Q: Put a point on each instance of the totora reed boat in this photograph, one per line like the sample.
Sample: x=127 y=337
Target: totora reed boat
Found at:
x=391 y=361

Action item:
Show all lines in the records above that hold "totora".

Solution to the exercise:
Q: Put a point on each instance of the totora reed boat in this photograph, one per line like the sample.
Target: totora reed boat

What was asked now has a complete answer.